For one reason or another, you find yourself caught hanging around dear ol' Penn for the summer. To the pre-med -- get back to work! You're wasting valuable seconds that could be better spent making index cards of your index cards.

To the rest of you, inevitably trudging up that hill towards graduation, either here for another class, for an internship or job in the area, for some general schmoozing or for perhaps some other reason, welcome to summer session, a Penn tradition.

Ahh -- I notice that your eyebrows fall puzzlingly as if to ask: "Tradition, you say? Like Hey Day or toast or (lying about) activities that went on under the button?" Exactly.

I graduated in May. My time at Penn is up. Believe me, the term "tradition" takes on a much looser definition after you realizes that college is behind you. Suddenly, things like your semi-regular trips to New Delhi , Gimbel or Chats, or anything memorable that you and friends shared becomes tradition, things you hope Penn students will still be doing when you come back for your 10-year reunion.

Summer session is one of those things.

Perhaps you've noticed how Penn has been magically transformed into the small liberal arts school you almost went to. Even with fewer students, more people seem to meet -- repetitive and concordant schedules ensure that the few who remain will interact or at least acknowledge the existence of the other.

The green becomes the central hub of campus that it should be, fruit truck profits soar, and general good cheer takes over the campus.

And the nightlife -- nary a night goes by without a house party or quiet gathering somewhere near campus to socialize the late hours away. It's summer, and you certainly are not as stressed or overworked as during the regular school year, so enjoy it while you can.

And more likely than not, your workload is not as demanding, and more immediate than longterm, so no big projects are looming in the distance. Get them over with during the week, and take the sterotypical but oft-overlooked weekend college roadtrip to the sea, AC, NYC or DC. Do this repeatedly.

PROMPT 1: In the Penn summer session column, condense the paragraph beginning "Perhaps you've noticed how Penn" into a shorter version that keeps its main points.
PROMPT 2: Extend the column on Penn's summer session with a few more paragraphs in the same voice, starting after its final sentence.
The material that comes next has no connection to the column about Penn's summer session.

EXERCISE DATA:
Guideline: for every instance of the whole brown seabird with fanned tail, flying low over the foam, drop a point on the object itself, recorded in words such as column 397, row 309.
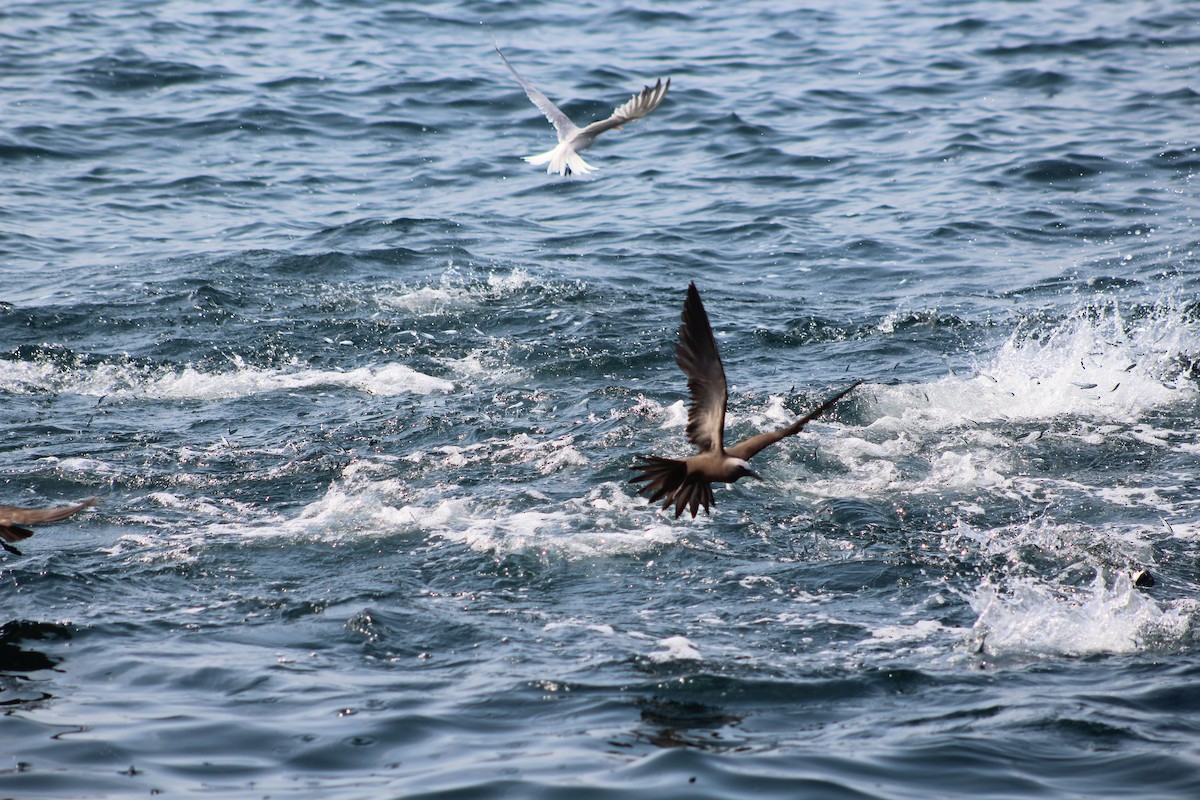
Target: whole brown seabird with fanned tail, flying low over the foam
column 688, row 483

FINAL ANSWER 1: In summer, Penn feels like a small liberal arts school. With fewer students on campus, people meet more often, because repeated, overlapping schedules mean those who remain interact or at least acknowledge one another.

FINAL ANSWER 2:
I can still recite the first and last names of most of the students in my class that summer. I can't even remember who was in any of my others during my other four years. Indeed a strong bond was formed that summer by ten of us suffering and experiencing together, which spawned a listserve and an oft-used social network for the next two years.

This is not to say to forget your work. When I spent my summer at Penn, I did my share of work and you should too. Just remember to enjoy the time as it inevitably slips by, and remember how good this summer should be.

If your summer isn't wonderful, your nose might need a little greasing to pull it out of the books, but it is well worth it. Trust me, the concept of a "free summer" just doesn't fly after you graduate college.

Besides, from an alumnus' standpoint, unless you are pre-med, grades really don't matter anyway (and what are you doing still reading this? Get back to work!). You never fully comprehend that until you taste the afterlife. However, memories do, and are all that remain of that fine summer. Spend more time building your memories and friendships this summer, and less on your transcript and resume (that internship can't be that important).

And you'll thank me when, like me, you're over that hill.